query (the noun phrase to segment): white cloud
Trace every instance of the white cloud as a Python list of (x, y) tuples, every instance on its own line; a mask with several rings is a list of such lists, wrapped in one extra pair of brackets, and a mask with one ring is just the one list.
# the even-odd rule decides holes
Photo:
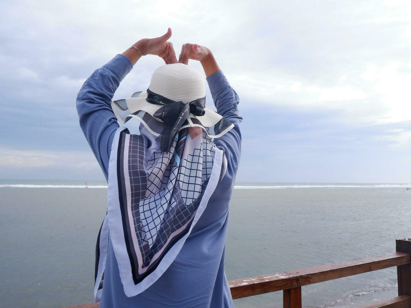
[(64, 166), (95, 170), (99, 168), (91, 151), (39, 151), (0, 148), (0, 167), (29, 169)]

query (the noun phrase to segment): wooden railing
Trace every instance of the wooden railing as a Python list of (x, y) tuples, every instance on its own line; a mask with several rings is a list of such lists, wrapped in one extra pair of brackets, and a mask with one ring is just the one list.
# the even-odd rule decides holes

* [What to produce]
Rewrite the items above with "Trace" changed to "Outline" everywhere and nothing else altered. Leave the pictures out.

* [Response below]
query (the noun phrase to segment): white cloud
Outline every instance of the white cloud as a Python list of (x, y) tuples, every instance on its own line; a mask with several rings is a list of such lists, wrapped in one extra pair of brackets, and a mask with one ring is just the one list.
# the even-odd rule decides holes
Photo:
[(64, 166), (95, 170), (99, 168), (91, 151), (39, 151), (0, 148), (0, 167), (29, 169)]

query (the noun phrase to segment): wooden railing
Outline every instance of the wooden railing as a Python list of (x, y) tuples, every instance on its own line; a mask with several rings is a list of such lists, wrapped in one extra pair of brackets, and a mask with one ring is just the one list.
# the even-odd rule decides holes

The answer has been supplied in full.